Data supplied:
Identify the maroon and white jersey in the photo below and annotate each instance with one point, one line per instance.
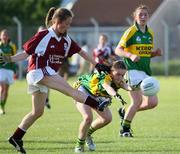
(100, 54)
(46, 49)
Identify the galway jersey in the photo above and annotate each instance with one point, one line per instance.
(9, 50)
(93, 83)
(47, 49)
(138, 43)
(100, 54)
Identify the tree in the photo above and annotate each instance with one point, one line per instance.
(29, 12)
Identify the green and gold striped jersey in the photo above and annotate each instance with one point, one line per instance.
(93, 83)
(8, 49)
(138, 43)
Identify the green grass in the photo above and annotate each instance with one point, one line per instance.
(156, 131)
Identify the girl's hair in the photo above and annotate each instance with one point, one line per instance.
(141, 7)
(4, 31)
(61, 14)
(119, 64)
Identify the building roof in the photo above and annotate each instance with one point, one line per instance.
(108, 12)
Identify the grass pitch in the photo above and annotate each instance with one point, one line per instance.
(156, 131)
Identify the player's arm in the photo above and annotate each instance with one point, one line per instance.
(122, 53)
(125, 86)
(157, 52)
(109, 89)
(18, 57)
(99, 67)
(113, 93)
(87, 57)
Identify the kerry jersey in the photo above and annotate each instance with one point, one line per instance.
(93, 83)
(9, 50)
(138, 43)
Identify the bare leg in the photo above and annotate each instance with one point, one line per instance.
(59, 83)
(38, 100)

Short problem:
Reproduce the entire listing above with "annotate" replaced by "mark" wherever it occurs, leaving everything else unchanged. Leave the pictures out of your version.

Completed exercise:
Identify the maroon and white jersey in the photo below and mark each instance with one point, one line per instance.
(100, 54)
(46, 49)
Identify the galway jersey in the photo above and mark each instance with one point, one line per instance.
(9, 50)
(93, 83)
(47, 49)
(138, 43)
(100, 54)
Identify the tree in the photo above and mark each instance with one point, one line per instance.
(29, 12)
Identify the green and gold striped jersey in the photo above and mark each instance with one point, one line per instance.
(93, 83)
(8, 49)
(138, 43)
Identify the green grass in the photo above and mark each instance with one point, one line per instance.
(156, 131)
Identify the girl's hair in the photo above and mark each instance with one point, one line per instance.
(141, 7)
(4, 31)
(61, 14)
(119, 64)
Identify the building roof in the photo above and mark each instance with one point, one line per instance.
(108, 12)
Identify the grass pitch in the photo above and mark each instance with one point, one line per instance.
(156, 131)
Identify the player's arm in the photo above and mark each instance with one point, one line per instance.
(122, 53)
(125, 86)
(157, 52)
(109, 89)
(18, 57)
(99, 67)
(113, 93)
(87, 57)
Identify the kerry jersey in the photo above and mark each instance with one point, one line per instance.
(93, 83)
(9, 50)
(138, 43)
Identify the bare leg in the photo above and mark each instance with one point, one line per instance.
(59, 83)
(38, 100)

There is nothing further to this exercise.